- **EXERCISE**: Rewrite the material from the line containing "Return a point for each instance of the wall-mounted" through the last line, inclusive, keeping the request lines as they are. Multiply each point coordinate by 1.05 and round to a whole number, rounding halves up.

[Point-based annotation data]
[START]

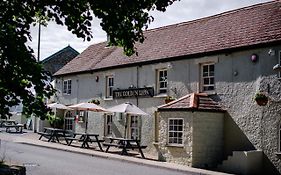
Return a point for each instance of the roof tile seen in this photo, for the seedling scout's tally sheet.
(193, 101)
(243, 27)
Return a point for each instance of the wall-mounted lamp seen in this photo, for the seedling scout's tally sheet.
(277, 67)
(254, 58)
(271, 52)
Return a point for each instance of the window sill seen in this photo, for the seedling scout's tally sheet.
(160, 95)
(175, 145)
(107, 99)
(155, 143)
(210, 92)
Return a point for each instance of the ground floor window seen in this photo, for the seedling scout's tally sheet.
(69, 121)
(108, 125)
(134, 127)
(175, 132)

[END]

- **COMPLETE ANSWER**:
Return a point for each instance of the wall-mounted lamp seen in this photo, for the seedling scout's tally sheet.
(291, 70)
(267, 61)
(285, 55)
Return a point for each instance of the window sill seen in this photo, for the seedling scout's tally sheet.
(168, 100)
(184, 152)
(112, 104)
(163, 150)
(221, 97)
Return a point for each instance of the ground floor window seen in this photo, for the seedling scout's tally sheet.
(72, 127)
(113, 131)
(141, 133)
(184, 139)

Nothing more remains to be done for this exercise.